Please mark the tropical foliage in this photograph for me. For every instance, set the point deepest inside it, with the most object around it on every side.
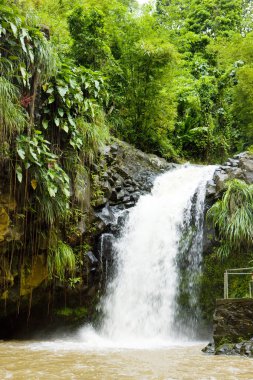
(233, 217)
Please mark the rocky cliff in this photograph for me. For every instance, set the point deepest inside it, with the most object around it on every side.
(28, 295)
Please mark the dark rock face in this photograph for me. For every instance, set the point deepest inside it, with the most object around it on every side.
(27, 294)
(233, 328)
(233, 321)
(124, 173)
(240, 167)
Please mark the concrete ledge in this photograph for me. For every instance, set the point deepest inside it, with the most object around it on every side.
(233, 321)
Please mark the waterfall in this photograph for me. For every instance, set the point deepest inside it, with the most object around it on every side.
(140, 303)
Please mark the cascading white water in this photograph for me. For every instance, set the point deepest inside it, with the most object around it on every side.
(140, 301)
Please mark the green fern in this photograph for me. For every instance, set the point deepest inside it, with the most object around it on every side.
(12, 117)
(233, 217)
(61, 259)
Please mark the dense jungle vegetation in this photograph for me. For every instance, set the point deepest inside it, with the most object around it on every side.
(174, 79)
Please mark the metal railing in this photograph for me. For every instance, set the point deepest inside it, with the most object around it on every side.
(238, 272)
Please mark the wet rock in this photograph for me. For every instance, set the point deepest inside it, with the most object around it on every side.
(92, 257)
(209, 349)
(225, 349)
(233, 320)
(246, 164)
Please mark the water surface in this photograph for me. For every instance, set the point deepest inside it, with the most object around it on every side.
(70, 360)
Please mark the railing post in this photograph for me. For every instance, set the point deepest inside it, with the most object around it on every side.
(226, 285)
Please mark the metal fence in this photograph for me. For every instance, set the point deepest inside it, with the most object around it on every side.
(238, 272)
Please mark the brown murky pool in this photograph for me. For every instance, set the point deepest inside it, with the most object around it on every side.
(70, 360)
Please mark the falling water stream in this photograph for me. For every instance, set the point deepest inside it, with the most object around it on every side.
(140, 303)
(139, 338)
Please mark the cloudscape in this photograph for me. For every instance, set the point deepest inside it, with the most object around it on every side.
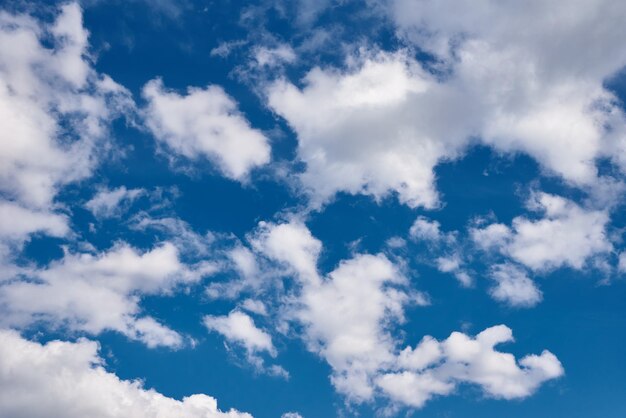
(312, 208)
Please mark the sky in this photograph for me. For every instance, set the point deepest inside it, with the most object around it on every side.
(302, 209)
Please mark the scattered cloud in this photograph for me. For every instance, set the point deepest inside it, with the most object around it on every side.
(205, 123)
(34, 382)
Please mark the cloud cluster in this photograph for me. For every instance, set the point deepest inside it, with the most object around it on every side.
(92, 293)
(35, 382)
(436, 368)
(503, 75)
(369, 294)
(567, 235)
(205, 123)
(55, 110)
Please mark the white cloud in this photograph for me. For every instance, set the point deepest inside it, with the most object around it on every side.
(426, 230)
(273, 57)
(239, 328)
(108, 203)
(621, 266)
(17, 222)
(567, 235)
(369, 293)
(436, 368)
(383, 123)
(291, 415)
(291, 244)
(513, 286)
(35, 378)
(54, 108)
(518, 67)
(361, 292)
(205, 123)
(94, 293)
(357, 132)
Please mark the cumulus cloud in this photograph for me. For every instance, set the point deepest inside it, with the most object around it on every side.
(34, 382)
(54, 107)
(436, 368)
(513, 286)
(382, 123)
(357, 131)
(108, 203)
(55, 111)
(567, 235)
(239, 328)
(205, 123)
(517, 64)
(93, 293)
(369, 294)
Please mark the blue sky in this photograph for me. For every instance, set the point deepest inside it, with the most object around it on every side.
(312, 209)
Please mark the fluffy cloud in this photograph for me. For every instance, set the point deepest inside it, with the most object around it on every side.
(17, 222)
(205, 123)
(34, 382)
(436, 368)
(54, 107)
(384, 122)
(55, 110)
(239, 328)
(567, 235)
(358, 131)
(108, 203)
(93, 293)
(513, 286)
(369, 293)
(518, 66)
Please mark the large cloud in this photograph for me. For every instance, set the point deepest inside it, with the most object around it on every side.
(205, 123)
(55, 110)
(92, 293)
(54, 107)
(503, 75)
(64, 379)
(567, 235)
(369, 293)
(435, 368)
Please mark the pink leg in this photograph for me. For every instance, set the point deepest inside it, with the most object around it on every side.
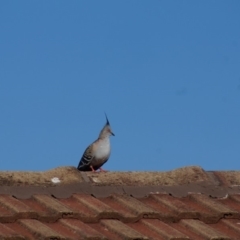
(92, 168)
(102, 170)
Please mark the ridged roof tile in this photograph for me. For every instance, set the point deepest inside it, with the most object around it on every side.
(138, 213)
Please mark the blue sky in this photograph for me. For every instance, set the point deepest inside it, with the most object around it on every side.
(167, 73)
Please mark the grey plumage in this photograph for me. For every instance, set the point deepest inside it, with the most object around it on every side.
(97, 153)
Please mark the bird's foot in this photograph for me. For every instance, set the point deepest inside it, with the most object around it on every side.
(102, 170)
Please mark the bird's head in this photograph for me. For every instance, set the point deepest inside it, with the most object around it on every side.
(106, 131)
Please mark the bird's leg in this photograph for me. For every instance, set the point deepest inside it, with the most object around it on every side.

• _Exercise goal_: Arrange every line of the data above as a numbered list, skipping any blank lines and leaving out the pictures.

• _Exercise output_:
1. Please mark the tropical foliage in this photograph for me. For every instance, set the point deepest inside it, with the most object around it on every side.
2. (233, 217)
3. Please mark the rocky cliff in this photograph for me. For every instance, set the point deepest inside it, with the most object around it on every side.
4. (28, 295)
5. Please mark the dark rock face in this photograph for me. For every instance, set the point deepest inside it, with the most object around it on every side.
6. (27, 294)
7. (233, 328)
8. (233, 321)
9. (124, 173)
10. (240, 167)
11. Please mark the concrete ledge in this photograph for me. For every instance, set the point deepest inside it, with the most object around it on every side.
12. (233, 321)
13. Please mark the waterfall in this photograph for me. For every instance, set the point deepest inside it, with the most object around it on every side.
14. (140, 303)
15. Please mark the cascading white water in this photograph for me. For every instance, set the point deepest inside it, with the most object around it on every side.
16. (140, 301)
17. Please mark the green fern in this photograph for me. For every instance, set the point deepest inside it, with the most object around it on every side.
18. (12, 117)
19. (233, 217)
20. (61, 259)
21. Please mark the dense jungle vegetation in this photograph for me. For every instance, set the point deepest inside it, with the most object around it on every side.
22. (174, 79)
23. Please mark the metal railing in this photograph for me. For every instance, set the point deepest inside it, with the most object around it on every side.
24. (238, 272)
25. Please mark the wet rock in this photograph for me. For every instance, set the point deepest inside it, with the most object around it on every side.
26. (92, 257)
27. (209, 349)
28. (225, 349)
29. (233, 320)
30. (246, 164)
31. Please mark the water surface in this photograph for me. For every instance, set the point deepest inside it, with the most object around it on every side.
32. (70, 360)
33. Please mark the railing post in this photograph for me. For every instance, set the point deepest inside it, with the most object around it on every side.
34. (226, 285)
35. Please mark the metal fence in this photograph for me. For every instance, set the point deepest inside it, with the most object around it on every side.
36. (238, 272)
37. Please mark the brown murky pool in this photograph for me. For every instance, set the point deepest inside it, with the most object around it on every side.
38. (70, 360)
39. Please mark the falling water stream in this photograph for me. For every instance, set the point deepest inside it, with the most object around it on every side.
40. (140, 303)
41. (139, 338)
42. Please mark the cloudscape in this photograph for me. For every instance, set the point deepest inside it, with the most object around it on every side.
43. (312, 208)
44. Please mark the sky in this photograph for me. For every instance, set the point deepest inside it, with the most object around it on every side.
45. (302, 209)
46. Please mark the scattered cloud in this photograph for me. For every instance, set the point deepest inside it, with the most object around it on every side.
47. (205, 123)
48. (34, 382)
49. Please mark the cloud cluster in this photograph for me. For every instance, set the point deepest inside it, with the most object around it on every side.
50. (92, 293)
51. (35, 382)
52. (436, 368)
53. (503, 75)
54. (369, 294)
55. (567, 235)
56. (205, 123)
57. (55, 110)
58. Please mark the white cloud in this photograph for me. For every instance, set the point deepest inside it, with the most object around it on every side.
59. (426, 230)
60. (273, 57)
61. (239, 328)
62. (108, 203)
63. (621, 266)
64. (17, 222)
65. (567, 235)
66. (369, 293)
67. (436, 368)
68. (383, 123)
69. (291, 415)
70. (291, 244)
71. (513, 286)
72. (35, 378)
73. (54, 108)
74. (518, 67)
75. (361, 292)
76. (205, 123)
77. (94, 293)
78. (357, 132)
79. Please mark the cumulus cloud in this photograph for me. For every instance, set the point deepest inside it, with the most object around it on every side.
80. (34, 382)
81. (54, 107)
82. (436, 368)
83. (513, 286)
84. (382, 123)
85. (357, 131)
86. (108, 203)
87. (55, 111)
88. (567, 235)
89. (239, 328)
90. (205, 123)
91. (517, 64)
92. (93, 293)
93. (369, 294)
94. Please mark the blue sky in this photograph for me. For every instance, set the point deepest inside it, with the most object around it on every side.
95. (312, 209)
96. Please mark the fluffy cloud in this photograph for me. For every instance, set the point deepest inside it, with the most object around it on every side.
97. (17, 222)
98. (205, 123)
99. (34, 382)
100. (436, 368)
101. (54, 107)
102. (384, 122)
103. (55, 110)
104. (239, 328)
105. (567, 235)
106. (358, 131)
107. (108, 203)
108. (93, 293)
109. (513, 286)
110. (369, 293)
111. (518, 66)
112. Please mark the large cloud in this photograph for me. For every instance, set the point deepest inside it, with the most object around it on every side.
113. (205, 123)
114. (55, 110)
115. (92, 293)
116. (54, 107)
117. (503, 75)
118. (64, 379)
119. (567, 235)
120. (369, 293)
121. (435, 368)
122. Please mark the pink leg in this photograph for me. For every instance, set the point deepest inside it, with the most object around it on every side.
123. (92, 168)
124. (102, 170)
125. Please mark the ridged roof tile in this photograph for me. For every instance, set the point deepest inside it, with the most object around it on every side.
126. (138, 213)
127. Please mark the blue sky in this photograph for me. For every instance, set the point deepest inside it, with the most object around it on every side.
128. (167, 73)
129. Please mark the grey plumage in this photograph for me. For every instance, set the point deepest inside it, with the most object around it on every side.
130. (97, 153)
131. Please mark the bird's foot in this photograph for me. For every instance, set the point deepest inside it, with the most object around it on every side.
132. (102, 170)
133. Please mark the bird's head in this photograph for me. For every instance, set the point deepest inside it, with the most object around it on every side.
134. (106, 131)
135. Please mark the bird's leg in this photograph for me. For every instance, set the point deepest inside it, with the most object around it on every side.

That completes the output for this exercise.